Выбранный текст –
---*---

Сделано все это было, что называется, без балды, то есть с высокой степенью кинематографической достоверности. Тщательно были продуманы интерьеры, грим, костюмы, оружие и прочие аксессуары, включая, например, петроградские трамваи того времени. Молодые большевистские вожди собирались на совещания — Урицкий, Володарский, Бухарин, Ленин, Дзержинский и прочие, и только одного, тоже слегка козлобородого товарища, а именно Троцкого Льва Давидовича, катастрофически не хватало. Имя человека, практически руководившего тогда, в послеоктябрьские месяцы, всеми действиями новой жестокой власти, ни разу не упоминалось на экране. Идеологическая цензура таким образом создавала эффект странного заикания.

---*---

Предоставленные записи –

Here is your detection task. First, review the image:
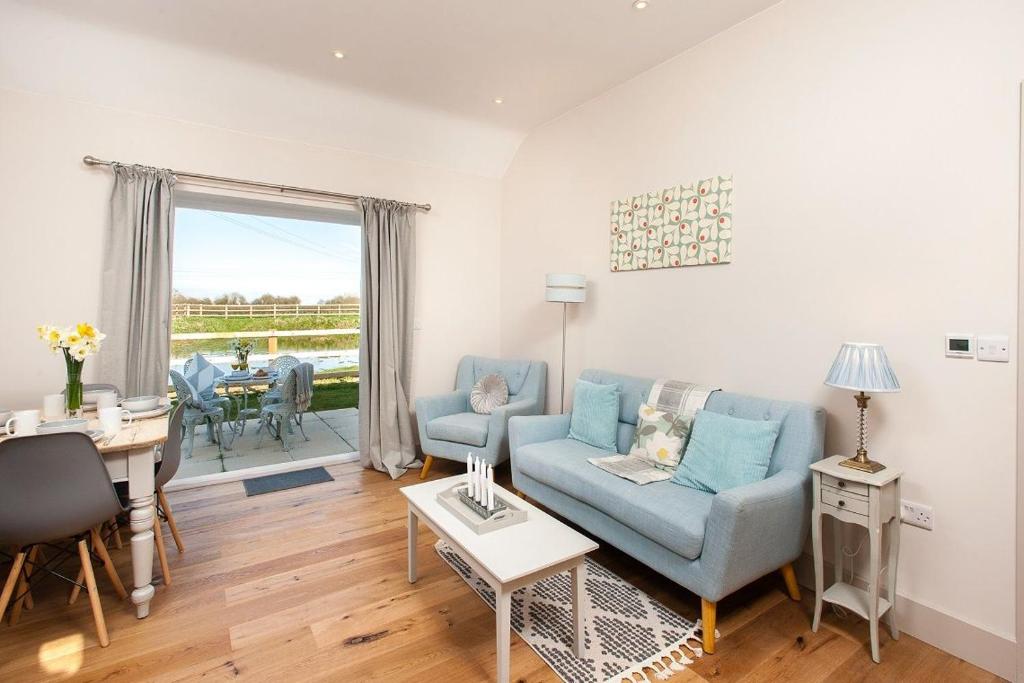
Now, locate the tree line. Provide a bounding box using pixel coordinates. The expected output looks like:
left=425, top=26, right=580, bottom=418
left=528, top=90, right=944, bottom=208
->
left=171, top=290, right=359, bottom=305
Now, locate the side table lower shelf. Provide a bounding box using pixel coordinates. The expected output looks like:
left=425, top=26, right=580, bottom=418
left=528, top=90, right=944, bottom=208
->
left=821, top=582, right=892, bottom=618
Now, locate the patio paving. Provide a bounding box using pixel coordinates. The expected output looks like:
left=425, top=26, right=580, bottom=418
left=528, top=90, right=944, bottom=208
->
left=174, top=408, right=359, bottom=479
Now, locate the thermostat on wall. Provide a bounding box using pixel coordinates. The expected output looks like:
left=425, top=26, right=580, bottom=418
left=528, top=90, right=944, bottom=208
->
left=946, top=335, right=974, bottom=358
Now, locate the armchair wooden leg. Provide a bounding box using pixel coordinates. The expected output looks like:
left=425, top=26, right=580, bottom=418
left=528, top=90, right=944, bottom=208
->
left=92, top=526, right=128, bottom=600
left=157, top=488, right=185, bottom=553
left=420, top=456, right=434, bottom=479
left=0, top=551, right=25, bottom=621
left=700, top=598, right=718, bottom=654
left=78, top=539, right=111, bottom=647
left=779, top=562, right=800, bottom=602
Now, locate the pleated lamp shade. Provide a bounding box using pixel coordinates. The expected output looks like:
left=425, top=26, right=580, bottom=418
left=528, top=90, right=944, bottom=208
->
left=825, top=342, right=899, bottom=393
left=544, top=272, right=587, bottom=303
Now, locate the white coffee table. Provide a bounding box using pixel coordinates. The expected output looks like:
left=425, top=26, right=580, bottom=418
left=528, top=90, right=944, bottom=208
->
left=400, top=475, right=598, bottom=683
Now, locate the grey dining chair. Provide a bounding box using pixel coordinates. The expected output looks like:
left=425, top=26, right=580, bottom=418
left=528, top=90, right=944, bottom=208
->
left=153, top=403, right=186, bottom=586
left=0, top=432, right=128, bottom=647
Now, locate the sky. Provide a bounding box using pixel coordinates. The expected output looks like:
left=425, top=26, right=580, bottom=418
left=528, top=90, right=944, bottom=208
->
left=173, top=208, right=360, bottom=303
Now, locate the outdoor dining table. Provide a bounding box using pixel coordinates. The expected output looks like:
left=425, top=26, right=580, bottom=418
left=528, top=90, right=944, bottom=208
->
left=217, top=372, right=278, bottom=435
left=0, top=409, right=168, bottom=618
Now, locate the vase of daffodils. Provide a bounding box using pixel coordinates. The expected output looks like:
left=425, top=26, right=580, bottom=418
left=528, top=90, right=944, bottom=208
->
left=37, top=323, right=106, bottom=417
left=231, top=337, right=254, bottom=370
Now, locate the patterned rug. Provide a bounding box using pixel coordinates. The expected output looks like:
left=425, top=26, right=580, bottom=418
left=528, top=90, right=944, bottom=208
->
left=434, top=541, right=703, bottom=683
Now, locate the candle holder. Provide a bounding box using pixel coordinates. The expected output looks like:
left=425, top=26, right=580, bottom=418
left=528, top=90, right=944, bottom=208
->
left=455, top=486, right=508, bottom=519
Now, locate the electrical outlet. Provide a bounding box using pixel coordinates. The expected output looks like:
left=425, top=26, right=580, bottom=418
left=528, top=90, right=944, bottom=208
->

---*---

Задания –
1. Перепишите без изменений отрывок из выбранного текста: начните с места, где стоят слова "Сделано все это", и остановитесь после слов "эффект странного заикания.".
2. Ответьте на вопросы по выбранному тексту.
(a) Какой петроградский транспорт того времени назван среди продуманных аксессуаров?
(b) Кого из большевистских вождей не хватало на экране?
(c) Какой эффект создавала идеологическая цензура?

Ожидаемые ответы –
1.
Сделано все это было, что называется, без балды, то есть с высокой степенью кинематографической достоверности. Тщательно были продуманы интерьеры, грим, костюмы, оружие и прочие аксессуары, включая, например, петроградские трамваи того времени. Молодые большевистские вожди собирались на совещания — Урицкий, Володарский, Бухарин, Ленин, Дзержинский и прочие, и только одного, тоже слегка козлобородого товарища, а именно Троцкого Льва Давидовича, катастрофически не хватало. Имя человека, практически руководившего тогда, в послеоктябрьские месяцы, всеми действиями новой жестокой власти, ни разу не упоминалось на экране. Идеологическая цензура таким образом создавала эффект странного заикания.

2.
(a) Трамваи.
(b) Троцкого Льва Давидовича.
(c) Эффект странного заикания.